**What needs to be done:**
Transcribe the stretch from the line containing "Note: mark the terracotta" through the line containing "pixel 690 59", including both of those lines. Leave the pictures out of your copy.

**Extracted records:**
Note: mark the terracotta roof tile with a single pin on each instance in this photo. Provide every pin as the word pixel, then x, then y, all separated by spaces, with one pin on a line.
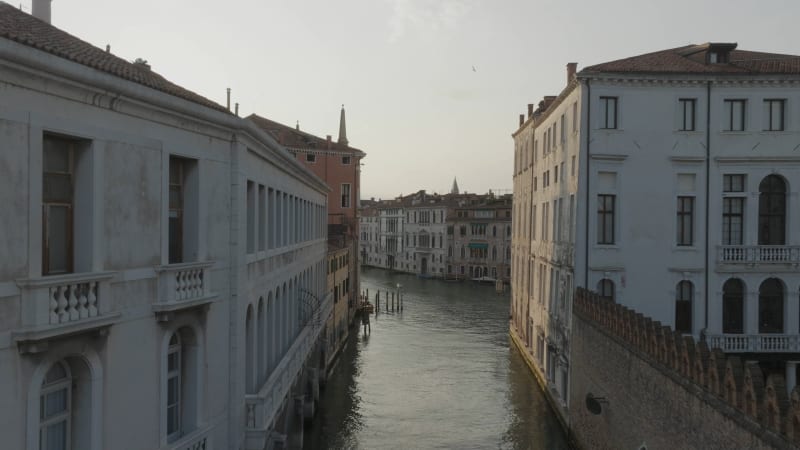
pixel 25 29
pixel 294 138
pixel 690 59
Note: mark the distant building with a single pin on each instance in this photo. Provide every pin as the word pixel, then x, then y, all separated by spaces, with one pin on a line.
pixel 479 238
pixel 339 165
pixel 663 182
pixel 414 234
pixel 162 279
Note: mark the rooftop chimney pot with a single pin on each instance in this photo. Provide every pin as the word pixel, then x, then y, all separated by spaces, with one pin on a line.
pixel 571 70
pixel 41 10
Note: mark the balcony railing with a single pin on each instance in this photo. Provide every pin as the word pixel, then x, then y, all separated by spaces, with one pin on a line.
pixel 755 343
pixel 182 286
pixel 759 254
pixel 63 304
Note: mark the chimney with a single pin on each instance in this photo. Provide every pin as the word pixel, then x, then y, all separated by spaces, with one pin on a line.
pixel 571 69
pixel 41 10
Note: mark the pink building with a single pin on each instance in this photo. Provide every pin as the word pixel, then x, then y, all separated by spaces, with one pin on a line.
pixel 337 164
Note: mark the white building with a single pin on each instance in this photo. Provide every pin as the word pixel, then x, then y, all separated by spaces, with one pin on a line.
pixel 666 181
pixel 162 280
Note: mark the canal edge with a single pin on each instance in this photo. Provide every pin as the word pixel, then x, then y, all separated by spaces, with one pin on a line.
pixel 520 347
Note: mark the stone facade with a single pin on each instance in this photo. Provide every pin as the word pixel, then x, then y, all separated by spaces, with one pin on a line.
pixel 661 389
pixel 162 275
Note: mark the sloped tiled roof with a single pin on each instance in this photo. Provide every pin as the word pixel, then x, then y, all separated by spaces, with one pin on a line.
--
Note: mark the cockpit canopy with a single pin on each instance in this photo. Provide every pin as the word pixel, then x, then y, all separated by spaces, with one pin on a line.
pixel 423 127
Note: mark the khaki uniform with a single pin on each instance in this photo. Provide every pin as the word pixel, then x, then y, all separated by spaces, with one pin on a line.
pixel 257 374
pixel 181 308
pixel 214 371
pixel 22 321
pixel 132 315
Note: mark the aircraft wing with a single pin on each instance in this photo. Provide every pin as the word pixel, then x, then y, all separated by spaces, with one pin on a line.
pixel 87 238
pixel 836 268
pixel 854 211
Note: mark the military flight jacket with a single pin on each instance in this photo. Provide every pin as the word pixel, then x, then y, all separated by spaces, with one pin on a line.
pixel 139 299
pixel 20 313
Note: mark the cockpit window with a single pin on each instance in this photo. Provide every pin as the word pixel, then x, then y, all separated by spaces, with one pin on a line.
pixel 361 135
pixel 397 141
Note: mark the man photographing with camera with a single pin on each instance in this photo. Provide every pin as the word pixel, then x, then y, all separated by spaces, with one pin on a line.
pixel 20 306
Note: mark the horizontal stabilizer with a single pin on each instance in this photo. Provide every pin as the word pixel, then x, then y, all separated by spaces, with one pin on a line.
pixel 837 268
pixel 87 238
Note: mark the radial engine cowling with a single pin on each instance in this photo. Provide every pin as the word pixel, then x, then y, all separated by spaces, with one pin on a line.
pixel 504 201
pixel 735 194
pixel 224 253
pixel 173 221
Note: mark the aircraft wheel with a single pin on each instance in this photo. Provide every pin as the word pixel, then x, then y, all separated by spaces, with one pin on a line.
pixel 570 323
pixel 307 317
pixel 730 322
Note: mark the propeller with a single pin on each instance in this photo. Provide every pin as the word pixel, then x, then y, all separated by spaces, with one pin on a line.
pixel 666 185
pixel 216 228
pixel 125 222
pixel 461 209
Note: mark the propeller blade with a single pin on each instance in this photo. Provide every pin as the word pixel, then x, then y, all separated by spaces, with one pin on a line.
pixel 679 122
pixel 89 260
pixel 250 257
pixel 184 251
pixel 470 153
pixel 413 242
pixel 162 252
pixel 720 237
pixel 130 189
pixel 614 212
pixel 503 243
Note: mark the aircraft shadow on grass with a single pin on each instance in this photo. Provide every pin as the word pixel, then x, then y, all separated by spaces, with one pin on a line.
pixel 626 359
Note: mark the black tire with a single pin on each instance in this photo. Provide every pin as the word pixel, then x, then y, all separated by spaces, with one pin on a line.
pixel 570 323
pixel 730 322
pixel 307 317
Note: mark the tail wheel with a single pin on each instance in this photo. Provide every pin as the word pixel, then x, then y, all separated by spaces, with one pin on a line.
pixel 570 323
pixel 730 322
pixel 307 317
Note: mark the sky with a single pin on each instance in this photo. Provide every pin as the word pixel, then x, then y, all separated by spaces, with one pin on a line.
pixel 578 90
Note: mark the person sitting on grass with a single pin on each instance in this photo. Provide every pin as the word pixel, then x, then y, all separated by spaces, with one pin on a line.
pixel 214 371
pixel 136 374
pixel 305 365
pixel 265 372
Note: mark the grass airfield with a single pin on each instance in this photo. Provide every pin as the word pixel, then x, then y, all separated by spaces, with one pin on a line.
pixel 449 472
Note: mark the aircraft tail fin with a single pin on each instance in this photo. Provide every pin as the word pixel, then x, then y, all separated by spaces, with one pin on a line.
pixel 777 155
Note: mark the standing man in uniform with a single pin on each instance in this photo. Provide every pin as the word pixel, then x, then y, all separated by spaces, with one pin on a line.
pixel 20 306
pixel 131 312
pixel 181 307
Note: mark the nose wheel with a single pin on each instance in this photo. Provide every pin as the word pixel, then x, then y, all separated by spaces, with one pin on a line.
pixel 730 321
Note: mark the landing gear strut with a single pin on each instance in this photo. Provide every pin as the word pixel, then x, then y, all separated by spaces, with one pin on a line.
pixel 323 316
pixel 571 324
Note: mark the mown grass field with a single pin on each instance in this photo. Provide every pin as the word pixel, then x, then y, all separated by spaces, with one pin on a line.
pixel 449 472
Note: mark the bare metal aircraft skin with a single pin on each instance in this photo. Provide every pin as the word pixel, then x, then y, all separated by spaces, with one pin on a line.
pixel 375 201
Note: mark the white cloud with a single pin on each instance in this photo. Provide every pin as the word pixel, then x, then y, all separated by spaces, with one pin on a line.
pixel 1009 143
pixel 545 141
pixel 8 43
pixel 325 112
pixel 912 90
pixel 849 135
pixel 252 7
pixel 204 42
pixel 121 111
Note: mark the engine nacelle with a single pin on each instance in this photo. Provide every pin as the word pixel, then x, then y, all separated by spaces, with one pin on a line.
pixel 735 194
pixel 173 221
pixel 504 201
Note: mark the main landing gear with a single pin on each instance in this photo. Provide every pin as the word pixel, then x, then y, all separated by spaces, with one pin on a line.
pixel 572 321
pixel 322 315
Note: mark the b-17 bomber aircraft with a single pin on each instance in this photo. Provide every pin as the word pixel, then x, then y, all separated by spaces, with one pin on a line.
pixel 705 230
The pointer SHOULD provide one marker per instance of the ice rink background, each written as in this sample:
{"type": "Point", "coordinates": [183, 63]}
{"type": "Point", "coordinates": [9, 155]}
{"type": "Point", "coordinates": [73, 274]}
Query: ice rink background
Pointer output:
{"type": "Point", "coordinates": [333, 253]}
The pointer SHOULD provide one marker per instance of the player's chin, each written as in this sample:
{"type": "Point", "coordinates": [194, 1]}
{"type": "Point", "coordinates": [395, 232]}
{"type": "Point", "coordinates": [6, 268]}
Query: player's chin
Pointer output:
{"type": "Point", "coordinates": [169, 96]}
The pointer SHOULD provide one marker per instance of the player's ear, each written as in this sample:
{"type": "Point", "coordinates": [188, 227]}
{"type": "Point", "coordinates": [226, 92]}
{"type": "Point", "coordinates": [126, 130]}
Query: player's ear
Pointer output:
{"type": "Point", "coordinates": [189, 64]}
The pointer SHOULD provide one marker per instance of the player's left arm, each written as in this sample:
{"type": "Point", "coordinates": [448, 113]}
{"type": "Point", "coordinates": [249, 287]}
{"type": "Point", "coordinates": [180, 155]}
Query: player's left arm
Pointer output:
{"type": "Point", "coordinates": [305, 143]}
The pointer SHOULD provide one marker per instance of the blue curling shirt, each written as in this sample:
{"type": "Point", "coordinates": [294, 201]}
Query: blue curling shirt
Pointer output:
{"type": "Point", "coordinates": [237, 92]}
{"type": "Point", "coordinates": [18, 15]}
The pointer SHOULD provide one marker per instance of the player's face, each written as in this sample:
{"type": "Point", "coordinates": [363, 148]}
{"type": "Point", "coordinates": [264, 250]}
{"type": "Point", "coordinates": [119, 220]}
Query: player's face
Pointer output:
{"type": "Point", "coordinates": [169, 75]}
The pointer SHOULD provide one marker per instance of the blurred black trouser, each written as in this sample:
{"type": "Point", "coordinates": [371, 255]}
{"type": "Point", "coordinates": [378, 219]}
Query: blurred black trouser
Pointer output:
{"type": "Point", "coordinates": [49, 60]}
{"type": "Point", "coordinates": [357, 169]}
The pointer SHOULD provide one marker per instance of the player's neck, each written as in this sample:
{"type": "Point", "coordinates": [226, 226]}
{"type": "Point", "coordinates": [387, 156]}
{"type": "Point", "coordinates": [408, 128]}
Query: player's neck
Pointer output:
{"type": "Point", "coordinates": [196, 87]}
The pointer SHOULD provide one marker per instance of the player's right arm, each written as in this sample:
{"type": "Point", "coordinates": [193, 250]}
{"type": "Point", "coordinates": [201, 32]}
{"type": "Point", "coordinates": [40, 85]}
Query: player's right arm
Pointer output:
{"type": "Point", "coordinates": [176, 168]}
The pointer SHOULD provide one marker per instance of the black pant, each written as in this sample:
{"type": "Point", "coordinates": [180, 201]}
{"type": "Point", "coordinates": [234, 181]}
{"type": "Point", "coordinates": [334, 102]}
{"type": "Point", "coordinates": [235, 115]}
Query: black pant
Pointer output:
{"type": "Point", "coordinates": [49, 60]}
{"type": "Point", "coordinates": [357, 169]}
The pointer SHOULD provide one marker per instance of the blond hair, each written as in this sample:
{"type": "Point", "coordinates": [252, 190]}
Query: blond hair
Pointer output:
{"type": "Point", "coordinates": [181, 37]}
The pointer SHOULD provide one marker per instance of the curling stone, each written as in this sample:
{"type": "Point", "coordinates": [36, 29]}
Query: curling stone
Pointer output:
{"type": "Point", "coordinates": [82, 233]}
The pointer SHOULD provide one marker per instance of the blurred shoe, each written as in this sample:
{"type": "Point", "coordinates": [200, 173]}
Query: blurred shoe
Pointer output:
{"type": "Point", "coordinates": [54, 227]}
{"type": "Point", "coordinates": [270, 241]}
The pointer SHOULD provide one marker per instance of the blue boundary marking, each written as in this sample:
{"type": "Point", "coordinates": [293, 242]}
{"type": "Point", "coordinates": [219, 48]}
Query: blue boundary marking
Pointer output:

**Solved exercise:**
Note: mark the terracotta roof tile with a single pin on each instance in this photo. Provide every pin as the word pixel, then x, then y, all separated by spaces, with one pin on a line.
pixel 25 29
pixel 294 138
pixel 690 59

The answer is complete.